WHAT IS NEEDED: Every line of the data below is to be duplicated exactly, pictures excepted.

[Free-text object descriptions]
☆ ☆ ☆ ☆

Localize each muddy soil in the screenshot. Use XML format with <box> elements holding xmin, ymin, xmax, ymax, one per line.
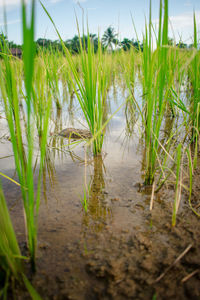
<box><xmin>2</xmin><ymin>147</ymin><xmax>200</xmax><ymax>300</ymax></box>
<box><xmin>1</xmin><ymin>91</ymin><xmax>200</xmax><ymax>300</ymax></box>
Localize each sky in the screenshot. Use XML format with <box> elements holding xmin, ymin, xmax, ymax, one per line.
<box><xmin>0</xmin><ymin>0</ymin><xmax>199</xmax><ymax>45</ymax></box>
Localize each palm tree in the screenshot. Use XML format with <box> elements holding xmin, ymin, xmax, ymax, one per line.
<box><xmin>102</xmin><ymin>26</ymin><xmax>118</xmax><ymax>51</ymax></box>
<box><xmin>121</xmin><ymin>38</ymin><xmax>132</xmax><ymax>51</ymax></box>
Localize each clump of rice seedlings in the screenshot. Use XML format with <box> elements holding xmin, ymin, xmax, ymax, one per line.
<box><xmin>33</xmin><ymin>54</ymin><xmax>52</xmax><ymax>139</ymax></box>
<box><xmin>142</xmin><ymin>0</ymin><xmax>171</xmax><ymax>185</ymax></box>
<box><xmin>127</xmin><ymin>0</ymin><xmax>179</xmax><ymax>185</ymax></box>
<box><xmin>0</xmin><ymin>0</ymin><xmax>50</xmax><ymax>271</ymax></box>
<box><xmin>186</xmin><ymin>13</ymin><xmax>200</xmax><ymax>167</ymax></box>
<box><xmin>40</xmin><ymin>2</ymin><xmax>111</xmax><ymax>155</ymax></box>
<box><xmin>43</xmin><ymin>48</ymin><xmax>62</xmax><ymax>109</ymax></box>
<box><xmin>191</xmin><ymin>13</ymin><xmax>200</xmax><ymax>138</ymax></box>
<box><xmin>186</xmin><ymin>148</ymin><xmax>200</xmax><ymax>217</ymax></box>
<box><xmin>125</xmin><ymin>1</ymin><xmax>199</xmax><ymax>225</ymax></box>
<box><xmin>68</xmin><ymin>32</ymin><xmax>110</xmax><ymax>155</ymax></box>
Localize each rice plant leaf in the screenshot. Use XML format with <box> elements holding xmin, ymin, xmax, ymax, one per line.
<box><xmin>170</xmin><ymin>88</ymin><xmax>189</xmax><ymax>114</ymax></box>
<box><xmin>172</xmin><ymin>143</ymin><xmax>182</xmax><ymax>226</ymax></box>
<box><xmin>22</xmin><ymin>274</ymin><xmax>43</xmax><ymax>300</ymax></box>
<box><xmin>0</xmin><ymin>172</ymin><xmax>27</xmax><ymax>189</ymax></box>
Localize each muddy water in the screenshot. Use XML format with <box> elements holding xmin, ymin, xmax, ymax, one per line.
<box><xmin>0</xmin><ymin>86</ymin><xmax>200</xmax><ymax>299</ymax></box>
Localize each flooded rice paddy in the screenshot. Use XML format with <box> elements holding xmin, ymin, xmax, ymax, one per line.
<box><xmin>1</xmin><ymin>84</ymin><xmax>200</xmax><ymax>299</ymax></box>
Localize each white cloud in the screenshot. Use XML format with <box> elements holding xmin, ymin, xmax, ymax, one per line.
<box><xmin>49</xmin><ymin>0</ymin><xmax>63</xmax><ymax>3</ymax></box>
<box><xmin>169</xmin><ymin>11</ymin><xmax>200</xmax><ymax>31</ymax></box>
<box><xmin>87</xmin><ymin>7</ymin><xmax>97</xmax><ymax>11</ymax></box>
<box><xmin>0</xmin><ymin>18</ymin><xmax>20</xmax><ymax>26</ymax></box>
<box><xmin>73</xmin><ymin>0</ymin><xmax>88</xmax><ymax>3</ymax></box>
<box><xmin>153</xmin><ymin>10</ymin><xmax>200</xmax><ymax>42</ymax></box>
<box><xmin>184</xmin><ymin>0</ymin><xmax>192</xmax><ymax>7</ymax></box>
<box><xmin>0</xmin><ymin>0</ymin><xmax>30</xmax><ymax>10</ymax></box>
<box><xmin>0</xmin><ymin>0</ymin><xmax>61</xmax><ymax>8</ymax></box>
<box><xmin>0</xmin><ymin>0</ymin><xmax>21</xmax><ymax>7</ymax></box>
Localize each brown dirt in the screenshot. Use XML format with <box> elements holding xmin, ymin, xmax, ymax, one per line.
<box><xmin>3</xmin><ymin>163</ymin><xmax>200</xmax><ymax>300</ymax></box>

☆ ☆ ☆ ☆

RESULT OF THIS TASK:
Localize each muddy soil in the screenshot. Use XML format with <box> elements holding xmin, ymin, xmax, ymax, one per line.
<box><xmin>2</xmin><ymin>147</ymin><xmax>200</xmax><ymax>300</ymax></box>
<box><xmin>1</xmin><ymin>91</ymin><xmax>200</xmax><ymax>300</ymax></box>
Localize each sky in the screenshot. Use XML format with <box> elements holding xmin, ymin, xmax, ymax, one per line.
<box><xmin>0</xmin><ymin>0</ymin><xmax>199</xmax><ymax>45</ymax></box>
Localize each palm tree in the screenshot. Use XML format with <box> elements holding xmin, ymin, xmax, ymax, one per line.
<box><xmin>102</xmin><ymin>26</ymin><xmax>118</xmax><ymax>51</ymax></box>
<box><xmin>121</xmin><ymin>38</ymin><xmax>132</xmax><ymax>51</ymax></box>
Localize each clump of rice seedlings in the screenshot. Use XML format with <box> elements holding xmin, ymin, xmax, ymax, one per line.
<box><xmin>33</xmin><ymin>54</ymin><xmax>52</xmax><ymax>139</ymax></box>
<box><xmin>142</xmin><ymin>0</ymin><xmax>171</xmax><ymax>185</ymax></box>
<box><xmin>127</xmin><ymin>0</ymin><xmax>179</xmax><ymax>185</ymax></box>
<box><xmin>0</xmin><ymin>0</ymin><xmax>50</xmax><ymax>271</ymax></box>
<box><xmin>186</xmin><ymin>13</ymin><xmax>200</xmax><ymax>167</ymax></box>
<box><xmin>40</xmin><ymin>2</ymin><xmax>111</xmax><ymax>155</ymax></box>
<box><xmin>43</xmin><ymin>48</ymin><xmax>62</xmax><ymax>109</ymax></box>
<box><xmin>191</xmin><ymin>13</ymin><xmax>200</xmax><ymax>138</ymax></box>
<box><xmin>186</xmin><ymin>148</ymin><xmax>200</xmax><ymax>217</ymax></box>
<box><xmin>125</xmin><ymin>1</ymin><xmax>199</xmax><ymax>225</ymax></box>
<box><xmin>68</xmin><ymin>32</ymin><xmax>110</xmax><ymax>155</ymax></box>
Localize each rice plant leaf in the screenshot. Use XML format with <box> elements holding xmin, ymin, xmax, ymax, one per line.
<box><xmin>170</xmin><ymin>88</ymin><xmax>189</xmax><ymax>114</ymax></box>
<box><xmin>172</xmin><ymin>143</ymin><xmax>182</xmax><ymax>226</ymax></box>
<box><xmin>22</xmin><ymin>274</ymin><xmax>43</xmax><ymax>300</ymax></box>
<box><xmin>0</xmin><ymin>172</ymin><xmax>27</xmax><ymax>189</ymax></box>
Localize each muddy water in the screenshot. Use XML format with <box> elements holding xmin, ymin, xmax, ymax, one per line.
<box><xmin>0</xmin><ymin>86</ymin><xmax>200</xmax><ymax>299</ymax></box>
Localize each flooded rice paddy in the screenshot. Use XML format with <box> elements holding xmin, ymin, xmax, ymax, one per line.
<box><xmin>1</xmin><ymin>84</ymin><xmax>200</xmax><ymax>299</ymax></box>
Localize each white cloud in the screenshot. Use XML format with <box> elements holding xmin, ymin, xmax, ymax, one per line.
<box><xmin>49</xmin><ymin>0</ymin><xmax>63</xmax><ymax>3</ymax></box>
<box><xmin>169</xmin><ymin>11</ymin><xmax>200</xmax><ymax>31</ymax></box>
<box><xmin>87</xmin><ymin>7</ymin><xmax>97</xmax><ymax>11</ymax></box>
<box><xmin>0</xmin><ymin>18</ymin><xmax>20</xmax><ymax>26</ymax></box>
<box><xmin>73</xmin><ymin>0</ymin><xmax>88</xmax><ymax>3</ymax></box>
<box><xmin>153</xmin><ymin>10</ymin><xmax>200</xmax><ymax>42</ymax></box>
<box><xmin>184</xmin><ymin>0</ymin><xmax>192</xmax><ymax>7</ymax></box>
<box><xmin>0</xmin><ymin>0</ymin><xmax>30</xmax><ymax>10</ymax></box>
<box><xmin>0</xmin><ymin>0</ymin><xmax>61</xmax><ymax>8</ymax></box>
<box><xmin>0</xmin><ymin>0</ymin><xmax>21</xmax><ymax>7</ymax></box>
Localize each brown dirt in the screenshot. Use XML format with <box> elements holding xmin, ymin, xmax, ymax, one per line.
<box><xmin>3</xmin><ymin>163</ymin><xmax>200</xmax><ymax>300</ymax></box>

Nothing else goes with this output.